“How can you create a sense of community in a venue as a way of drawing in audiences?”; ”How much is too much information about customers?”; “How do we market the arts to show the positive impact it can have on society?”; “What is the relevance and importance of Image?”; “What are innovative ways to engage an audience?”; “How do we attract a younger audience?”; “Marketing is a strategy to attract specific groups of people – how do we deal with the exceptions?”; “How do we propagate a new type of exhibition digital interative to potential consumers?”; “How can you make everyone within an organisation be on board/buy in to the overall company mission?”; “Is all press good press for the marketing department?”.
We had too little time to tackle such weighty issues. And for my next module which is on fundraising and development I will hold an Open Space near the start, and then shape the course to tackle each of the issues raised. Whenever I do that, as a teacher, it keeps me alive and energised. I hope it also ensures engagement from the cohort of future colleagues.
It is a scary time for arts organisations. We are all awaiting the reaction from our Boroughs and Local Authorities in the wake of Newcastle’s decision to cut arts in favour of essential services. A year ago I heard on the Today programme a politician (I think from Sweden) answering the challenge of which to cut – arts or hospitals. He calmly replied that if he was to cut the arts he would have to build more hospitals I welcome someone referencing me this quote/politician because it was inspired.
I have read much in the last week haranguing the Newcastle City council. But like all other authorities they are caught by the short and curlews. They are required to fund better and better social services, education, policing and economic development – whilst being sucked dry of funding from the central budgets of government. Our focus, and those of my cohort of future leaders, must be on persuading government of the value of the arts in every walk of life, and the long term social, educational, policing and economic benefits of having a strong, vibrant, inclusive, and accessible arts strategy which enriches and changes people’s lives.
Let us hope other councils (and indeed Newcastle) find a way to look to a bright future for their community, rather than accept quick cuts which bleed us dry, losing all that is great in our creative and community spirit.

# TASK SET
1) Please rewrite the part of the arts funding passage that begins at the words "We had too little" and stops after "of future colleagues.", with "module" changed to "unit".
2) Name every area that the arts funding passage says authorities are required to fund better and better.

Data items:
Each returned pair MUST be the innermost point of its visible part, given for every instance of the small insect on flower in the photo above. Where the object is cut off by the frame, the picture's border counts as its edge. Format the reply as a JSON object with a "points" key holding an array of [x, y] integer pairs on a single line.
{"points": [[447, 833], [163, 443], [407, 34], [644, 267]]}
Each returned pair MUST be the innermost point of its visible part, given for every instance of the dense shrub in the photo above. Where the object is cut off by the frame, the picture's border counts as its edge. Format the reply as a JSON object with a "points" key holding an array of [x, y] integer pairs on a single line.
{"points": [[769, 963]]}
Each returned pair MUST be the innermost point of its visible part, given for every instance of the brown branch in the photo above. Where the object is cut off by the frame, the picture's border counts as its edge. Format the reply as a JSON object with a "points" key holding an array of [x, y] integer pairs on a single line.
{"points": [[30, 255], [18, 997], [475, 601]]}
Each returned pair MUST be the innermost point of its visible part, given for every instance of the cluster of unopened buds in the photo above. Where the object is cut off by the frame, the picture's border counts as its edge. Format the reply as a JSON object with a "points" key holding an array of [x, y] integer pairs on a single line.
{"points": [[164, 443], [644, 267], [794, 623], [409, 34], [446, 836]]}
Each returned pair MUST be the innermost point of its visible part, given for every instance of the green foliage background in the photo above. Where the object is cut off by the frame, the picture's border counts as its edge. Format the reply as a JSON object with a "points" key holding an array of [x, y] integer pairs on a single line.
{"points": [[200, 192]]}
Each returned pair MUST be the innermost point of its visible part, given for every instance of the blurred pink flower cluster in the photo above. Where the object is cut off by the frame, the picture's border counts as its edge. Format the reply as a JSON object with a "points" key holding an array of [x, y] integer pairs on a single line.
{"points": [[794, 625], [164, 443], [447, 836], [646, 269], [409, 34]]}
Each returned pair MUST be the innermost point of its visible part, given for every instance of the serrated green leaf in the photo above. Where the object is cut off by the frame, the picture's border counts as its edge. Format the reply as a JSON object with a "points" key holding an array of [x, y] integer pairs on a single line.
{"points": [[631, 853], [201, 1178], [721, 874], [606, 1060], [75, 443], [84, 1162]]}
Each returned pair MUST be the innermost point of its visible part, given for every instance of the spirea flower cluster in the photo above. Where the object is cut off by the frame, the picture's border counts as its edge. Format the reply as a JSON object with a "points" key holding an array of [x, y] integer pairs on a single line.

# RESPONSES PER TASK
1)
We had too little time to tackle such weighty issues. And for my next unit which is on fundraising and development I will hold an Open Space near the start, and then shape the course to tackle each of the issues raised. Whenever I do that, as a teacher, it keeps me alive and energised. I hope it also ensures engagement from the cohort of future colleagues.

2) social services, education, policing, economic development